Text
========================

Beware the sentence, “I’ll never, ever….” A few weeks ago I found myself at a three-day regional conference of the National Model Railroader’s Association. A conference includes tours of local member layouts (you get a map, drive to somebody’s home and spend an hour in their basement) and operating sessions, where you do the same as above but participate in running someone’s home layout as if it were a real railroad. During “Ops Sessions” a dispatcher hands you instructions to “form” a train, car by car, and take it from “A” to “B” by a certain time. There are also scratch-built (hand-made) best-in-show modeling contests along with raffles and auctions—so you can take home more of the same stuff I’m trying to get rid of.
But oh, the clinics! These are hour-long seminars on topics of interest to modelers. For the rest of us, the clinic titles and descriptions are about as riveting as a three-page long physics equation. Here’s a sampling:
- Modeling Oversized Loads
- Tack Boards, Route Boards and Placards
- Concrete Viaducts of the Delaware, Lackawanna & Western Railroad (Note: Modelers argue about the color of concrete.)
- The Case for Car Float Staging
During one session I attended, the presenter asked, “What color is your ballast?” Ballast is the gravel layer that forms the track bed for the ties and rails. His point? Layout ballast shouldn’t all be the same color because it isn’t in real life. The next time you’re on a train, you’ll look on the ground and realize—he’s right. Like the presenter, some modelers are on an endless mission to create prototype layouts that are exactingly realistic.

========================

Records shown
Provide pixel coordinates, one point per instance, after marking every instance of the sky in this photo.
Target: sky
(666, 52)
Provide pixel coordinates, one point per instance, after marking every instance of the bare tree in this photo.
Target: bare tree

========================

The task
Translate this sentence from the model railroad conference text into Spanish: "Ballast is the gravel layer that forms the track bed for the ties and rails."

Solved problem
El balasto es la capa de grava que forma el lecho de la vía para las traviesas y los rieles.